Everything from the line that holds "for the picture" to the end of the entries below should be printed again, word for word, and nothing more.

>>>

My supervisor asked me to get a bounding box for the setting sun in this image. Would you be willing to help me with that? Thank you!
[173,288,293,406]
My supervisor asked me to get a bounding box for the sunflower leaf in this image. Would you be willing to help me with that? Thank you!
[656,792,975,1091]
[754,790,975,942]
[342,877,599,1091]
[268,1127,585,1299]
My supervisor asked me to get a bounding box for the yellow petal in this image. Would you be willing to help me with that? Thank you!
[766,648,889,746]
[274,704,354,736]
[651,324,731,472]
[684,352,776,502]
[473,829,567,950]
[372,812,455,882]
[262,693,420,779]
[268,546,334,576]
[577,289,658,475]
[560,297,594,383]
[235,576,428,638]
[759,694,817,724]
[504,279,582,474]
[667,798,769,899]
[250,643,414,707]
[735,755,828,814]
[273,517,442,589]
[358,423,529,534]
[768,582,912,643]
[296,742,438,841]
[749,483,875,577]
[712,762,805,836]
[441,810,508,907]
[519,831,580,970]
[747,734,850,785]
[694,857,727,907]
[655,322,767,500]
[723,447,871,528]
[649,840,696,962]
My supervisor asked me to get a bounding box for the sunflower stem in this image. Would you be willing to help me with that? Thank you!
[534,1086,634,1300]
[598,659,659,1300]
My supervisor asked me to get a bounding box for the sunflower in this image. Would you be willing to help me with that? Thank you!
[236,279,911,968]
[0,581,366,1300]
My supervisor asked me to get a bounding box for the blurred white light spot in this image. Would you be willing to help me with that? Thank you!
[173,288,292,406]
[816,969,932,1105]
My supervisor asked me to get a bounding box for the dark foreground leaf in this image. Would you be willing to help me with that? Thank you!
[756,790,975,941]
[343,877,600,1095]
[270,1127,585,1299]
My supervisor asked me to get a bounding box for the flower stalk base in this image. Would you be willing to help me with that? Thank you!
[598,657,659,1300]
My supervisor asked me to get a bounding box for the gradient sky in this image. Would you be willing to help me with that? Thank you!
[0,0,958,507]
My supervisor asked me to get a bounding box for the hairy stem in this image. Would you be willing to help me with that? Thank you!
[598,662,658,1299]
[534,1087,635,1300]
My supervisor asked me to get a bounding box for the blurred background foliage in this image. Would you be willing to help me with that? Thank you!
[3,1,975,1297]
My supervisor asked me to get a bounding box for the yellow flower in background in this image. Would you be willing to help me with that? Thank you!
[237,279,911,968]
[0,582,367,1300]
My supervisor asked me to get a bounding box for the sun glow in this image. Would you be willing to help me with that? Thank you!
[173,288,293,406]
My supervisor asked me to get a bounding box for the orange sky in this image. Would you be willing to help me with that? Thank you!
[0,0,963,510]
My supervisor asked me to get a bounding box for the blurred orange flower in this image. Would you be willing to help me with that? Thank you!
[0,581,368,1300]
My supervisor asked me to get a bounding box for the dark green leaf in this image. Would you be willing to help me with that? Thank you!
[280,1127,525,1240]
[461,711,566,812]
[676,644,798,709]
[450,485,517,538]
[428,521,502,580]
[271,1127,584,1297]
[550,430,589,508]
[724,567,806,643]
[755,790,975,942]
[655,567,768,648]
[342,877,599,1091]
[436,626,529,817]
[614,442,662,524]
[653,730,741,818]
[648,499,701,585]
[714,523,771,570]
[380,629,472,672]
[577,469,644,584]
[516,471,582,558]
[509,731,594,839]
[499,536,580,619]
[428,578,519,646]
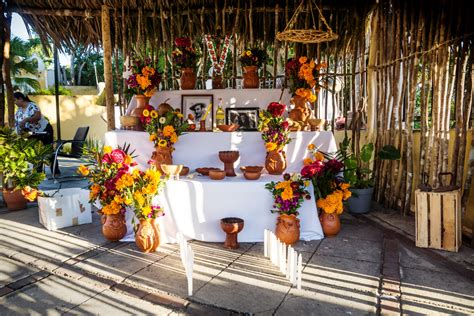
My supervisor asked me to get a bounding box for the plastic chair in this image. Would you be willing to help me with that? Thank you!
[52,126,89,180]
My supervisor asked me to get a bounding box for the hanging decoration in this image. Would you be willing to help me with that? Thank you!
[203,34,232,76]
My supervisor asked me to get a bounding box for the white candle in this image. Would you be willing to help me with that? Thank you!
[288,247,294,283]
[297,254,303,289]
[264,229,268,258]
[187,246,194,296]
[280,243,286,274]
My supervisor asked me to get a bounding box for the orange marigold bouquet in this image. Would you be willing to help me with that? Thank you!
[78,141,137,215]
[301,143,351,214]
[265,173,311,216]
[285,56,326,102]
[126,57,161,97]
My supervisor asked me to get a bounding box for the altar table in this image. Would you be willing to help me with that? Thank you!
[104,131,338,243]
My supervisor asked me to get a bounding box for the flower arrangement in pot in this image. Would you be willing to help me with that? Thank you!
[172,37,201,90]
[285,57,326,131]
[0,127,52,211]
[78,141,136,241]
[265,173,311,245]
[122,167,165,253]
[125,56,161,129]
[141,105,189,173]
[257,102,291,175]
[301,143,351,237]
[239,47,268,88]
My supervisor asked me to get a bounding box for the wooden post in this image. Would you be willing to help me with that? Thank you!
[101,5,115,131]
[0,1,5,126]
[3,11,14,127]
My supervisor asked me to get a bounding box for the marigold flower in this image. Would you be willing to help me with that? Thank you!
[149,134,157,142]
[78,165,90,176]
[163,125,175,137]
[265,142,277,152]
[299,56,307,64]
[314,152,324,162]
[103,146,112,154]
[303,158,313,166]
[307,144,316,151]
[170,133,178,144]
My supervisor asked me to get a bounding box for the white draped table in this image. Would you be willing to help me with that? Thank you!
[104,131,338,243]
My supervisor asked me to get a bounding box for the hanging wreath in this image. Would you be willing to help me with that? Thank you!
[203,34,232,76]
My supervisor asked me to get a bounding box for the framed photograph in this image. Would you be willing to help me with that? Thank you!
[225,107,259,131]
[181,95,214,130]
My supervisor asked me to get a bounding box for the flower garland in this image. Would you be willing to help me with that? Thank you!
[203,34,232,75]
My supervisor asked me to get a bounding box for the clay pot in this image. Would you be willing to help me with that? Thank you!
[265,150,287,175]
[243,171,261,180]
[319,211,341,237]
[102,213,127,241]
[151,146,173,173]
[218,151,239,177]
[220,217,244,249]
[275,214,300,245]
[135,218,160,253]
[131,95,150,131]
[243,66,259,88]
[2,189,27,211]
[209,169,226,180]
[289,95,310,123]
[180,67,197,90]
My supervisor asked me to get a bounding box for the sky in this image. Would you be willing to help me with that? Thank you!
[11,13,71,67]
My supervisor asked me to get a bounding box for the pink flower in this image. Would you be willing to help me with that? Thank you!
[110,149,126,164]
[102,153,113,164]
[282,121,289,130]
[267,102,286,117]
[301,161,324,179]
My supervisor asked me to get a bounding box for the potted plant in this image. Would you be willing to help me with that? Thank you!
[122,166,166,253]
[344,139,401,214]
[265,173,311,245]
[239,47,268,88]
[172,37,200,90]
[78,141,136,241]
[301,143,352,237]
[0,127,52,211]
[258,102,291,175]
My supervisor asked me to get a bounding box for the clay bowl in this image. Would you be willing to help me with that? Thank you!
[161,164,183,177]
[217,124,240,132]
[243,171,262,180]
[195,167,220,176]
[209,169,226,180]
[218,151,240,164]
[179,166,190,176]
[240,166,264,173]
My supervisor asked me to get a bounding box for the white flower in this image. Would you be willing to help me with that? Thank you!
[291,173,301,182]
[159,117,166,124]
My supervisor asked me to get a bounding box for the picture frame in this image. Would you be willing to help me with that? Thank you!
[181,95,214,131]
[225,107,259,131]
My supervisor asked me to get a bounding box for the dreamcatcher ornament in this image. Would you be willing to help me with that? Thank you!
[203,34,232,76]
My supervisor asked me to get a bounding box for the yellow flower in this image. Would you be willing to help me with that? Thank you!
[170,133,178,144]
[163,125,175,137]
[124,196,132,205]
[299,56,308,64]
[124,155,133,165]
[308,93,317,103]
[276,180,291,190]
[340,183,350,191]
[265,142,277,152]
[102,201,121,215]
[304,181,310,187]
[103,146,112,154]
[133,191,145,207]
[142,109,150,117]
[314,152,324,161]
[132,168,141,179]
[116,173,134,191]
[21,186,38,202]
[142,205,152,217]
[158,139,167,147]
[150,110,158,118]
[136,74,151,90]
[114,195,125,204]
[246,50,252,56]
[303,158,313,166]
[149,134,157,142]
[281,188,294,201]
[176,113,183,119]
[307,144,315,151]
[142,66,155,77]
[78,165,90,176]
[144,89,155,98]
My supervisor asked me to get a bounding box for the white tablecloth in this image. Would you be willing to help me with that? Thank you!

<<<

TASK RESPONSE ->
My supervisor asked me to get a bounding box for the picture frame in this image. Would you be willing to help me with that? Thank you!
[181,95,214,131]
[225,107,259,131]
My supervisor asked me to get a bounding box for the dreamcatcher ornament in this image. Would you be willing to help me with that? Thank you!
[203,34,232,76]
My supervisor asked me to get a bounding box for the yellow flower in this image. Would you be willing to help me with that? Thank you!
[170,133,178,144]
[163,125,175,137]
[124,196,132,205]
[299,56,308,64]
[124,155,133,165]
[308,93,317,103]
[276,180,291,190]
[340,183,350,191]
[265,142,277,152]
[102,201,121,215]
[304,181,310,187]
[103,146,112,154]
[133,191,145,207]
[142,109,150,117]
[314,152,324,161]
[132,168,141,179]
[116,173,134,191]
[21,186,38,202]
[142,205,152,217]
[158,139,167,147]
[150,110,158,118]
[136,74,151,90]
[114,195,125,204]
[246,50,252,56]
[303,158,313,166]
[149,134,157,142]
[281,188,294,201]
[176,113,183,119]
[307,144,315,151]
[142,66,155,77]
[78,165,90,176]
[144,89,155,98]
My supervisor asked me to get a bounding box for the white tablecloth in this image. Would you be willing to help me with that? Thank you!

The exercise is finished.